### Text passage
+++

Take some time in meditation to truly connect with the miracles that are with you, as the prayer book puts it “every day, constantly, evening, morning, and noon.”
Day 6 – Miracle Meditation for the Sixth Candle and the Sixth Day of Hanukah
The sixth day is a time of reclaiming awe. Following a period when you have taken something for granted, mindfulness can bring not just a restoration of gratitude, but a whole new level of appreciation.
Our bodies are a gift. We know that health is a blessing which must be guarded. Nevertheless, we sleep too little, eat poorly, neglect exercise, and succumb to stress. We take our physical resilience for granted. Then, sometimes, we become ill.
Day six is represented by the energy and thankfulness you feel on the day when you finally feel well, truly well; when you realize that you had forgotten what “feeling well” felt like until just now. Now, you not only appreciate health intellectually and emotionally, you experience health on a whole new level. You will never be able to neglect your self-care so unconsciously again. Now, you know.

+++

### Raw data
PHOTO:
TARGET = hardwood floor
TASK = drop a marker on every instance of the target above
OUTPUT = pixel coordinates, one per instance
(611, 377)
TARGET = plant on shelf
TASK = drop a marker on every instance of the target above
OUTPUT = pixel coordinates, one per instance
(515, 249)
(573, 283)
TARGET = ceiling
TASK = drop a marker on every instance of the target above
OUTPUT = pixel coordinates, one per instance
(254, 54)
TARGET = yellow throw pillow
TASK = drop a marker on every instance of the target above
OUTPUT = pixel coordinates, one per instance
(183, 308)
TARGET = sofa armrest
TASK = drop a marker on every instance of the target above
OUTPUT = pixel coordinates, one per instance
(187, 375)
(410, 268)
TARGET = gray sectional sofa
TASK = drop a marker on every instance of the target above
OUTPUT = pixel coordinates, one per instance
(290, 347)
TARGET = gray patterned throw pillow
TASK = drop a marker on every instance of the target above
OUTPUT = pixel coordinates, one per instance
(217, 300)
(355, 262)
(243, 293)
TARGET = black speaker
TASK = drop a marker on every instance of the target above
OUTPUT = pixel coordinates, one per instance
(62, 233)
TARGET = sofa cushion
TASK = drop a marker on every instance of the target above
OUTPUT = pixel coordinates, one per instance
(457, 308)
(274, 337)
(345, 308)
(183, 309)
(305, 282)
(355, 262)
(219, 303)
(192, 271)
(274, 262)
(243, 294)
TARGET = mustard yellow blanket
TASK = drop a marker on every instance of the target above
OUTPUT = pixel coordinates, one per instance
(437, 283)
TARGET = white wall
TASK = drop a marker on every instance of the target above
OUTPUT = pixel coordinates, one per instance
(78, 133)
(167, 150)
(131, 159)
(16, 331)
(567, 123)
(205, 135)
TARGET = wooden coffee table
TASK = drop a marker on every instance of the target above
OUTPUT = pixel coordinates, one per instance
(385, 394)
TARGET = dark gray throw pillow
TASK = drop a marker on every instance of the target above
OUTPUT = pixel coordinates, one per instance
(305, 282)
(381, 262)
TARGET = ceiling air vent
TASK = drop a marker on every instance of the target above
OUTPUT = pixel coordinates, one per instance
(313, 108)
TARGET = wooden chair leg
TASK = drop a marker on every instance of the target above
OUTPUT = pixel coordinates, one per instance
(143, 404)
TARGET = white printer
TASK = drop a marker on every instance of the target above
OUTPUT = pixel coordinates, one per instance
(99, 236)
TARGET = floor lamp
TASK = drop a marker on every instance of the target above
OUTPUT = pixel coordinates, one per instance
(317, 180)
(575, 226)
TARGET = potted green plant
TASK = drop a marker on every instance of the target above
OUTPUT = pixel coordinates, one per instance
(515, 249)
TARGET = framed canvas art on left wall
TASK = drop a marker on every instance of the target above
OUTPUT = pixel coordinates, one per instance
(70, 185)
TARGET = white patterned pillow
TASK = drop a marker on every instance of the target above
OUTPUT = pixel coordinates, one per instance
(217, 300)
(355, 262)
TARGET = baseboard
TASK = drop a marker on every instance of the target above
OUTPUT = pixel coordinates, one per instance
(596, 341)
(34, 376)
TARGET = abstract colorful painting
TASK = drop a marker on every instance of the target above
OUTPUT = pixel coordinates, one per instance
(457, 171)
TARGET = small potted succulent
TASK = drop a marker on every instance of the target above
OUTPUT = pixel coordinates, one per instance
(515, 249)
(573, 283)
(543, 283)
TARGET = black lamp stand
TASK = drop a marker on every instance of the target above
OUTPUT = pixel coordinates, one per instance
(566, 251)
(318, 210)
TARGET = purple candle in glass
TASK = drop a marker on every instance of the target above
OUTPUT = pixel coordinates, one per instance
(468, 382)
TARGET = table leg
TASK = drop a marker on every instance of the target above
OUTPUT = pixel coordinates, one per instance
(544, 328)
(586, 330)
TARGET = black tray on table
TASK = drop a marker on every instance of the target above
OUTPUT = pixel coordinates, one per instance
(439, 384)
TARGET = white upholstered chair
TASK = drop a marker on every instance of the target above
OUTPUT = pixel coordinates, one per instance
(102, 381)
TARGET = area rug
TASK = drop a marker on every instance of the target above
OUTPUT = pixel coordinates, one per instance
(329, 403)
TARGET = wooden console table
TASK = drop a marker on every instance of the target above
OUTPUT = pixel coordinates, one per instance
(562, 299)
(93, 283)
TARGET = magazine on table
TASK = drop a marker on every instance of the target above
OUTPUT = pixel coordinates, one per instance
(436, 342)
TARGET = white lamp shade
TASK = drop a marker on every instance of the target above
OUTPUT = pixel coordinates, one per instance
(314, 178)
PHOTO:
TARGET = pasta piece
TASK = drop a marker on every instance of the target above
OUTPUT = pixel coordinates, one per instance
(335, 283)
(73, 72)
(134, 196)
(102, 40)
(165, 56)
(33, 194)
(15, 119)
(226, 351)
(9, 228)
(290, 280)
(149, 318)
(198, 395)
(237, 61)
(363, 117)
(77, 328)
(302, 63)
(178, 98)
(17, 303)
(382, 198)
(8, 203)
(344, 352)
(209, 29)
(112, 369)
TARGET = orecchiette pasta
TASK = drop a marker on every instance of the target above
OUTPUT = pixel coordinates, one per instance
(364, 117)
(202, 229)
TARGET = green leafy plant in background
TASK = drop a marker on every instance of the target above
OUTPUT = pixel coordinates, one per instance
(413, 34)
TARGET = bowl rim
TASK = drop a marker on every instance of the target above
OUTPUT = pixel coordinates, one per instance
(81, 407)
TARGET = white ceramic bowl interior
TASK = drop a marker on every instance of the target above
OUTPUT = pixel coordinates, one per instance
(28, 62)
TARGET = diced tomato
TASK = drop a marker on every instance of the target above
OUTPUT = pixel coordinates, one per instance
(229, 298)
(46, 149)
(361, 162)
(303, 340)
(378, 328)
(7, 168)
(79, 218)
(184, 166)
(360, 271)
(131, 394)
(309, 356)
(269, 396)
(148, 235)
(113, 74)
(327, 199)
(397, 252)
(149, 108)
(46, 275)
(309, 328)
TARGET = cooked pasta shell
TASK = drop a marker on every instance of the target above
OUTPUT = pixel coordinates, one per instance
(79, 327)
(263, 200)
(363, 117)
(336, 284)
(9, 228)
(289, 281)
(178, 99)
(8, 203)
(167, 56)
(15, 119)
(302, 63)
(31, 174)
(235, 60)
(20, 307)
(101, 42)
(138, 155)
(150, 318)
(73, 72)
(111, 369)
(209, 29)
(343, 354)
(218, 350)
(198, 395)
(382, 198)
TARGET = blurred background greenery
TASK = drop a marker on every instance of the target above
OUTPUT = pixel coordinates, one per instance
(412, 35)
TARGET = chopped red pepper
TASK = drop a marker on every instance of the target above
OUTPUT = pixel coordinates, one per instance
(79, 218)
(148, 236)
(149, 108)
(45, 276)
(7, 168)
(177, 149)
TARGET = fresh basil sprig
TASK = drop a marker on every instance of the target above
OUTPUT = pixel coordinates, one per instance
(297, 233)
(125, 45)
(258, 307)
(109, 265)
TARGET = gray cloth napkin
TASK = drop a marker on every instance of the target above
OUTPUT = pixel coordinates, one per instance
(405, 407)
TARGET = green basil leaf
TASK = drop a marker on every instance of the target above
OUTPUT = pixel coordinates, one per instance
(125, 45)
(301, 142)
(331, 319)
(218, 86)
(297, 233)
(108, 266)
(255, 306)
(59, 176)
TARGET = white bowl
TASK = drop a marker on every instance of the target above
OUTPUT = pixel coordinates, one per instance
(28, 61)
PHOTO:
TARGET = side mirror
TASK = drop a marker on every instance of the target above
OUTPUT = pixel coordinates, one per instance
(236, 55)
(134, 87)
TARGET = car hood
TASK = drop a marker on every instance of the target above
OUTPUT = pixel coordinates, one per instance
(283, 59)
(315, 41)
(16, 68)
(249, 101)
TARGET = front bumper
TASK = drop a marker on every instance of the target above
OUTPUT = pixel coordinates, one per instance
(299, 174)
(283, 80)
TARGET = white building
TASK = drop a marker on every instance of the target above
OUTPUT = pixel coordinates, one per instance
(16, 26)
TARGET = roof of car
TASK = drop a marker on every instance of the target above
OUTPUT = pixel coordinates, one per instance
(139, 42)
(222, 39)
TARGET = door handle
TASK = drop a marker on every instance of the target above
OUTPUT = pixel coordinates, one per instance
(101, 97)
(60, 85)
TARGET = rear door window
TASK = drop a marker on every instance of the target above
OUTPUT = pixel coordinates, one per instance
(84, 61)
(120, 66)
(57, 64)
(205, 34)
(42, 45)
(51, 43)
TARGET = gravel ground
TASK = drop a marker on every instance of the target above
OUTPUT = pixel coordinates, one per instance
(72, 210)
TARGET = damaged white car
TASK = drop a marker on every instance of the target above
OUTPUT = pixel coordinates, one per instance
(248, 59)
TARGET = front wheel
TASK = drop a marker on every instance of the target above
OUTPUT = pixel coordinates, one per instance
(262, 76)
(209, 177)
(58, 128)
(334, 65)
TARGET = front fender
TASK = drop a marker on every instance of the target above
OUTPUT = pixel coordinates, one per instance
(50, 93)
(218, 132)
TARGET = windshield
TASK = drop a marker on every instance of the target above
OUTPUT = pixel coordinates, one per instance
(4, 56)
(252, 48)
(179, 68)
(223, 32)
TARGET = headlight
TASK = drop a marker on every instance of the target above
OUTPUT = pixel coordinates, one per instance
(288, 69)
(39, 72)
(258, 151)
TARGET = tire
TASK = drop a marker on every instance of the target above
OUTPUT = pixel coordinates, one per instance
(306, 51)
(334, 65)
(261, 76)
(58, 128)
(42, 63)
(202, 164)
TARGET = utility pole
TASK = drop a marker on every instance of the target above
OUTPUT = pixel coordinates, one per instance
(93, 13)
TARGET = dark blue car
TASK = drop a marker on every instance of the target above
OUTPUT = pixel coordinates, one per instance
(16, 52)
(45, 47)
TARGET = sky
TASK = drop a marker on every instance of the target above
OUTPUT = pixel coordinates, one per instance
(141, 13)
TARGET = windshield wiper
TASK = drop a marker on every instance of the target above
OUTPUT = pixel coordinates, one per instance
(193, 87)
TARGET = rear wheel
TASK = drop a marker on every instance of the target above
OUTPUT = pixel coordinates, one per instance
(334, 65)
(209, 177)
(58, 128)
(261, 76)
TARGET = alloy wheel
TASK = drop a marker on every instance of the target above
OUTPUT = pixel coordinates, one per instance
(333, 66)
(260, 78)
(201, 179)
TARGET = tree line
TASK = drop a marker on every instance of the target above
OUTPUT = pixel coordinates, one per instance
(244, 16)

+++

### Task 1
In the Hanukah meditation text, what does the sixth day represent a time of?
### Task 2
Write the next part of the Hanukah meditation text, picking up after its last sentence.
The records play no part in this work.

### Response area 1
It is a time of reclaiming awe.

### Response area 2
Take a few quiet moments in front of the sixth candle or during the sixth day of Hanukah and consider:
Based on your past trials and miracles, what do you know deeply? What do you value deeply?
Are there any limits or boundaries you now choose to set, because of trials or miracles you have experienced?
Day 7 – Miracle Meditation for the Seventh Candle and the Seventh Day of Hanukah
Seven is a number that represents spiritual completion or perfection. The “perfect” example is Shabbat, the completion and perfection of creation.
It is obvious that we are all always imperfect. We are all always working on ourselves, learning, and growing. Yet, some matters are closed and concluded. Each of us has overcome certain sins; we can each name past temptations that simply no longer tempt us. Each of us has grown and improved in some lasting ways.
Day seven represents the completion, the perfection of a miracle.
Are there miracles that have been completed in your life, miracles you now trust and rely upon? For example, perhaps you had a falling out with a family member and now your relationship is healed. You don’t take that miracle for granted, but you do feel secure in it. It won’t disappear tomorrow. The relationship is solid, and the miracle of the healing is firmly in place.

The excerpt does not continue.